• **Selección**
================
Continuaremos a 90 kilómetros hacia Mari hasta dar con Halabiyé. Como todos los yacimientos del valle, está ubicado en un alto para evitar las crecidas del río, que en el pasado eran el pan de cada día. De esta plaza fortificada solamente se conserva parte de la muralla dotada de poderosos bastiones y contrafuertes que trepan hacia una colina desde la que se divisa el río encajonado y poco caudaloso, rodado de un paisaje ondulado y profundo que se cubre de verde tierno tras las lluvias primaverales. Fue fundada por la reina Zenobia en el siglo III y se convirtió en una importante plaza defensiva bizantina, con el fin de mantener a raya a los invasores persas.
La capital del valle
Quedan ya tan solo unos 60 kilómetros para alcanzar Deir ez-Zor, la capital del valle, con sus 160.000 habitantes, su universidad e infraestructura suficiente para alojarse. Ciudad de nuevo cuño esta vez, polvorienta e impersonal en su trazado, pero llena del bullicio de beduinos y de técnicos locales y extranjeros que trabajan en los cercanos yacimientos de petróleo. Aquí es el oro negro, y no el azul, la principal razón de ser. Los colonos franceses construyeron un puente de hierro sobre el río, por el que hoy circulan peatones y ciclistas, y como en todas las ciudades árabes, la calle está repleta de vida.
Pero lo más notable es sin duda el museo arqueológico, con una nutrida muestra de la riqueza civilizacional de Yezire, la gran planicie fértil del Norte. De reciente creación y gran calidad museística, muestra una importante colección de piezas arqueológicas pertenecientes a distintas épocas, así como reconstrucciones de ambientes y de monumentos. Un lugar imprescindible para acercarse a ese gran crisol mesopotámico en que se fraguaron las principales culturas de la Antigüedad.
Retornaremos ahora de nuevo hacia el pasado y a la soledad de la estepa, en un recorrido de 90 kilómetros, siempre en dirección a levante. Allí se alza, resistiéndose al paso del tiempo y a la intemperie Doura Europos. La que fue una importante ciudad helenística descubierta en 1920 por un destacamento británico. Lo que aquí se descubre a la vista son los restos de una fabulosa muralla de nueve metros de altura y tres de ancho, que rodeaban esta ciudad perteneciente al reino de Mari. Pero, como casi todos los yacimientos del valle del Éufrates, la ciudadela ha caído paulatinamente en el olvido. Permanecen, muy deteriorados, los cimientos de lo que fue el templo palmiro, la sinagoga y la capilla cristiana.
Hay que dejar a la imaginación hacer el resto: inventarse los olores de la vida cotidiana y los sonidos callejeros. Ya solo quedan 31 kilómetros para alcanzar Mari. Capital del Éufrates Medio durante un milenio, y hoy otro amasijo de ladrillos erosionados y expuestos a los caprichos del clima. Cada verano, un equipo internacional de arqueólogos encabezado por Margueron, consolidan sus cimientos y siguen excavando en busca de desenterrar sus secretos.
================
• **Las tareas**
a) Indica si cada afirmación concuerda con el texto sobre el valle del Éufrates: (i) Halabiyé fue fundada por la reina Zenobia en el siglo III; (ii) el puente de hierro de Deir ez-Zor lo construyeron los británicos; (iii) la muralla de Doura Europos mide nueve metros de altura. Responde sí o no a cada una y cita textualmente las palabras que lo deciden.
b) Reproduce palabra por palabra un pasaje del texto sobre el valle del Éufrates: comienza en las palabras "Pero lo más" y detente después de "de la Antigüedad.".

• **Extracto del conjunto de datos**
================
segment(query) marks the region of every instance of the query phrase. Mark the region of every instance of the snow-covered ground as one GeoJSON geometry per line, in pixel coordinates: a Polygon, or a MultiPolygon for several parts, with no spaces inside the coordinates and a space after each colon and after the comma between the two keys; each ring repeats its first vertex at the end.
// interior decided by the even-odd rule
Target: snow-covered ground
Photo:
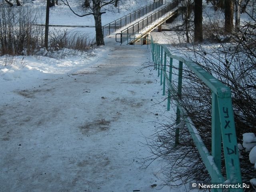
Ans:
{"type": "Polygon", "coordinates": [[[155,72],[136,72],[150,47],[105,40],[79,56],[1,58],[0,191],[170,191],[158,162],[140,163],[154,122],[171,114],[155,105],[155,72]]]}
{"type": "MultiPolygon", "coordinates": [[[[152,0],[134,1],[102,15],[103,25],[152,0]]],[[[45,3],[33,2],[44,23],[45,3]]],[[[59,2],[50,24],[94,25],[92,16],[76,16],[59,2]]],[[[68,30],[95,36],[94,28],[68,30]]],[[[105,39],[90,54],[1,57],[0,191],[174,191],[160,186],[158,162],[140,169],[140,159],[151,155],[144,137],[174,114],[161,102],[152,68],[136,72],[151,61],[150,48],[105,39]]]]}

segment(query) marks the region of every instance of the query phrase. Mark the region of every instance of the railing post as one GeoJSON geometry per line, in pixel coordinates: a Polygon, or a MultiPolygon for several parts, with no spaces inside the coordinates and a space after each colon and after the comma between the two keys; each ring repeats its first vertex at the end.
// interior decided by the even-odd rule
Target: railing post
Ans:
{"type": "Polygon", "coordinates": [[[122,44],[122,42],[123,42],[123,39],[122,39],[122,34],[123,34],[123,33],[121,32],[121,35],[120,36],[120,37],[121,38],[121,44],[122,44]]]}
{"type": "MultiPolygon", "coordinates": [[[[170,67],[169,69],[169,79],[170,83],[172,83],[172,58],[170,58],[170,67]]],[[[170,105],[171,99],[171,92],[170,89],[168,89],[168,99],[167,103],[167,110],[170,111],[170,105]]]]}
{"type": "MultiPolygon", "coordinates": [[[[228,89],[228,88],[226,88],[228,89]]],[[[228,88],[229,97],[218,95],[218,102],[226,170],[227,179],[231,182],[242,182],[236,134],[231,102],[231,94],[228,88]]],[[[221,88],[218,92],[221,94],[221,88]]],[[[242,190],[239,191],[243,191],[242,190]]]]}
{"type": "MultiPolygon", "coordinates": [[[[166,71],[166,53],[164,51],[164,71],[166,71]]],[[[165,76],[164,76],[164,82],[163,86],[163,95],[165,95],[165,76]]]]}
{"type": "Polygon", "coordinates": [[[159,45],[158,46],[158,76],[159,77],[160,76],[160,45],[159,45]]]}
{"type": "MultiPolygon", "coordinates": [[[[217,95],[212,92],[212,156],[216,166],[220,171],[221,170],[221,131],[220,122],[218,107],[217,95]]],[[[212,182],[216,182],[212,179],[212,182]]],[[[213,189],[217,192],[216,189],[213,189]]]]}
{"type": "Polygon", "coordinates": [[[217,167],[221,166],[221,131],[217,95],[212,93],[212,155],[217,167]]]}
{"type": "Polygon", "coordinates": [[[162,66],[163,66],[163,46],[161,46],[161,63],[160,64],[160,85],[162,85],[163,83],[162,78],[163,78],[163,71],[162,66]]]}
{"type": "Polygon", "coordinates": [[[138,22],[138,33],[139,33],[139,30],[140,30],[140,26],[139,26],[139,22],[138,22]]]}
{"type": "Polygon", "coordinates": [[[109,25],[108,25],[108,29],[109,29],[109,31],[108,31],[108,34],[110,35],[110,24],[109,24],[109,25]]]}
{"type": "MultiPolygon", "coordinates": [[[[183,63],[182,62],[179,62],[179,75],[178,83],[178,98],[179,100],[181,100],[181,90],[182,82],[182,67],[183,63]]],[[[180,111],[178,106],[177,106],[177,112],[176,114],[176,125],[180,124],[180,111]]],[[[177,128],[175,131],[175,146],[179,144],[179,137],[180,136],[180,128],[177,128]]]]}

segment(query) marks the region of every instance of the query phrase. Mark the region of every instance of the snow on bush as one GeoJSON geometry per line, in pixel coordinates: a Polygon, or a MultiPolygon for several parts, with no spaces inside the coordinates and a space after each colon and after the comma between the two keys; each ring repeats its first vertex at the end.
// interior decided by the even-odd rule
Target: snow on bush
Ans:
================
• **Lista de soluciones**
a)
(i) Sí: «Fue fundada por la reina Zenobia en el siglo III».
(ii) No: «Los colonos franceses construyeron un puente de hierro sobre el río».
(iii) Sí: «una fabulosa muralla de nueve metros de altura y tres de ancho».

b)
Pero lo más notable es sin duda el museo arqueológico, con una nutrida muestra de la riqueza civilizacional de Yezire, la gran planicie fértil del Norte. De reciente creación y gran calidad museística, muestra una importante colección de piezas arqueológicas pertenecientes a distintas épocas, así como reconstrucciones de ambientes y de monumentos. Un lugar imprescindible para acercarse a ese gran crisol mesopotámico en que se fraguaron las principales culturas de la Antigüedad.